## Consigne
Pourriez-vous poursuivre le texte sur les jeux de hasard, à partir de sa dernière phrase ?

## Extrait de page
——
A priori, les probabilités de gagner aux jeux de hasard n’ont rien à voir avec les "chiffres du débat social" dont traite Pénombre. Et pourtant, on retrouve là, comme ailleurs, des riches, des pauvres et l’Etat.

Passant régulièrement devant un bar-tabac-PMU d’un quartier "populaire", je reste toujours songeur devant la file de gens manifestement peu fortunés, qui, quelle que soit l’heure et la situation politique et météorologique, ne semblent avoir rien de plus pressé que d’offrir une partie de leur maigres revenus au dieu de la Chance.

Etant du genre à penser, je me suis dit dans un premier temps que ces gens étaient stupides de jeter ainsi leur argent en l’air, puis dans un deuxième que peut-être pas et, enfin, dans un troisième que la morale n’y trouvait pas son compte.

 
Premier temps

On sait depuis Blaise Pascal qu’un jeu est équitable, donc qu’on peut y jouer sans rien perdre, si l’espérance mathématique du gain est égale à la moyenne des mises. Cela suppose deux conditions. D’une part, que tout l’argent joué soit redistribué. D’autre part, que l’on joue suffisamment longtemps, pour que, grâce à la loi des grands nombres, on puisse regagner ce que l’on a misé.
——
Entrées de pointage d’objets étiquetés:

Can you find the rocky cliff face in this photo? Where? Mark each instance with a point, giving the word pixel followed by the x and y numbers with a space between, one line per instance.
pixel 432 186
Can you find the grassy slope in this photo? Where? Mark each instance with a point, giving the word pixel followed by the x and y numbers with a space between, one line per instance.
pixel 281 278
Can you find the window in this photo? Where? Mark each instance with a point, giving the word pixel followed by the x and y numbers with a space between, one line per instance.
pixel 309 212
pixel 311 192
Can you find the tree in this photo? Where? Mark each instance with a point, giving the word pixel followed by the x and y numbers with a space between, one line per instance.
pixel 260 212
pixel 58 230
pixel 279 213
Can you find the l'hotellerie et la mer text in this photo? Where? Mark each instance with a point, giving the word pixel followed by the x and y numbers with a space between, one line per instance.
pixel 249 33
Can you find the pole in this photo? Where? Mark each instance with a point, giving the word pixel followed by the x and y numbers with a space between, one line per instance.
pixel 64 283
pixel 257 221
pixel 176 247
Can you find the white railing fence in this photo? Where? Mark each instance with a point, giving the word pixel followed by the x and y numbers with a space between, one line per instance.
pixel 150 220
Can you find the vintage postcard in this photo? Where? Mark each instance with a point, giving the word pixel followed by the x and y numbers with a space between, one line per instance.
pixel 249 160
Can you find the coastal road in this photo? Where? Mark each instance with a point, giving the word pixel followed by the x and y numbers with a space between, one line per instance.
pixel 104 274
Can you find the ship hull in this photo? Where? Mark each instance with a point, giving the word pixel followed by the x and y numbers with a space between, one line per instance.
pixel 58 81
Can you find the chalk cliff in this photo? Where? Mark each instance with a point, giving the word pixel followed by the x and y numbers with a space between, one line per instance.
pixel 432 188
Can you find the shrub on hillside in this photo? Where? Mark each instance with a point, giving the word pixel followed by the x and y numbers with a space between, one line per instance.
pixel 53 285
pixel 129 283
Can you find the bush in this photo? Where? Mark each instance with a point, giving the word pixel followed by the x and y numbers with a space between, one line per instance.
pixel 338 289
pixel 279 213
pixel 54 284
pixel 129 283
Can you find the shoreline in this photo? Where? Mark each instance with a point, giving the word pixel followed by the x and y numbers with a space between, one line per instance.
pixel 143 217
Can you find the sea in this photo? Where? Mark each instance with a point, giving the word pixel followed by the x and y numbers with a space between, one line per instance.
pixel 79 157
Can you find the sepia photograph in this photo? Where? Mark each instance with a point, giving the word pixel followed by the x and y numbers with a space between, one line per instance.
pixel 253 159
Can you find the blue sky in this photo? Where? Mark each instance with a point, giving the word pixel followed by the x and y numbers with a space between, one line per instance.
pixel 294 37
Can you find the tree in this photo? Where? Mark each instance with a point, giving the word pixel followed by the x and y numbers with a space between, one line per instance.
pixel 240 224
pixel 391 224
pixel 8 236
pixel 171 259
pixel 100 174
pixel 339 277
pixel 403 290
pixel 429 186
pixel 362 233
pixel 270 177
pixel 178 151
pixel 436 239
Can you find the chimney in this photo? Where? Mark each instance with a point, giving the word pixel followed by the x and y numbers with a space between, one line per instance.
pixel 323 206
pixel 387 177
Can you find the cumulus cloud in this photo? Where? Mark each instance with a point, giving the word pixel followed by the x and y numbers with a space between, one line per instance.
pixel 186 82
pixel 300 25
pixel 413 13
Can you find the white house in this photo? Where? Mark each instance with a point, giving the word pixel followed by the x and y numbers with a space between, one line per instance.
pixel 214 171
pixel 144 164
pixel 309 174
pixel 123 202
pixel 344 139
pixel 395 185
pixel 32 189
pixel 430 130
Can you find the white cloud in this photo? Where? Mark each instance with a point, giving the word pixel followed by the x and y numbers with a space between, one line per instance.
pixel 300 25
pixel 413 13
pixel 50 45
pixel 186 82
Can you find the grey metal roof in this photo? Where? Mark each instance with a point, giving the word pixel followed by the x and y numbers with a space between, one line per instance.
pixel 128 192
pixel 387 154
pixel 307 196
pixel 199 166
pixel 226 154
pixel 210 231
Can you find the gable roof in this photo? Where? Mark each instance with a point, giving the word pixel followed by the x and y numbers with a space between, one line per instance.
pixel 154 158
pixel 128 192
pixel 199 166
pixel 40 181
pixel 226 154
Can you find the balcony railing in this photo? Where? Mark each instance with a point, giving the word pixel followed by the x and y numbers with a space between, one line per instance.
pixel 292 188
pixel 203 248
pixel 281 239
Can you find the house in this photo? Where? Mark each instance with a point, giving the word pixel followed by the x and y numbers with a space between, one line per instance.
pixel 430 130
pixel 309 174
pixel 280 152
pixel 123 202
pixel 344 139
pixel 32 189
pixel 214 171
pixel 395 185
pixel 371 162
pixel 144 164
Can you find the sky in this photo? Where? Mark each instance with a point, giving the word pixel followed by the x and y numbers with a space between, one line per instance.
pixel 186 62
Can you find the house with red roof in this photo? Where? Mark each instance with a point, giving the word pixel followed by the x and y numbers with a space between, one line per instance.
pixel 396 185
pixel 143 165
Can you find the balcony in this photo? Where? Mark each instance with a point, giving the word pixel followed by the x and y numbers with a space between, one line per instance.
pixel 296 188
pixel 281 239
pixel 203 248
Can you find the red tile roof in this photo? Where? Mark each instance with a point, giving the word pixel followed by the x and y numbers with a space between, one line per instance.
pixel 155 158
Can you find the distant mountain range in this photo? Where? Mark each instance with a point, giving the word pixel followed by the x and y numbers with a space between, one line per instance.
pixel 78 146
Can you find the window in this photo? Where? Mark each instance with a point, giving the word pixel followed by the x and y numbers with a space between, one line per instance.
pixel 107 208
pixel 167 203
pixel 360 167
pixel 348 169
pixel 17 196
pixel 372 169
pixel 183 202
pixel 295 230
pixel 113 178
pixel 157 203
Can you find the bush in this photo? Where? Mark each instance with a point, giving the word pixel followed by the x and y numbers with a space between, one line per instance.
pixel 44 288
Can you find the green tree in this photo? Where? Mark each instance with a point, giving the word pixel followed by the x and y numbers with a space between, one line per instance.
——
## Résultat final
Dans nos Tiercés, Lotos et autres Bingos, tout n’est pas redistribué, loin de là. Les organisateurs de ces jeux se paient, ce qui est normal car ils ont des frais, mais de plus, l’Etat garde une partie importante des mises, qui sont donc des impôts. A supposer néanmoins que tout soit redistribué, il faut distinguer selon les jeux : entre ceux où la probabilité de gagner n’est pas négligeable, ce qui se traduit par des gains assez fréquents mais modérés, du genre Tiercé ou Bingo, et ceux où cette probabilité est extrêmement faible, du genre Loto, qui supposerait de jouer durant toute une ère géologique pour récupérer ses mises.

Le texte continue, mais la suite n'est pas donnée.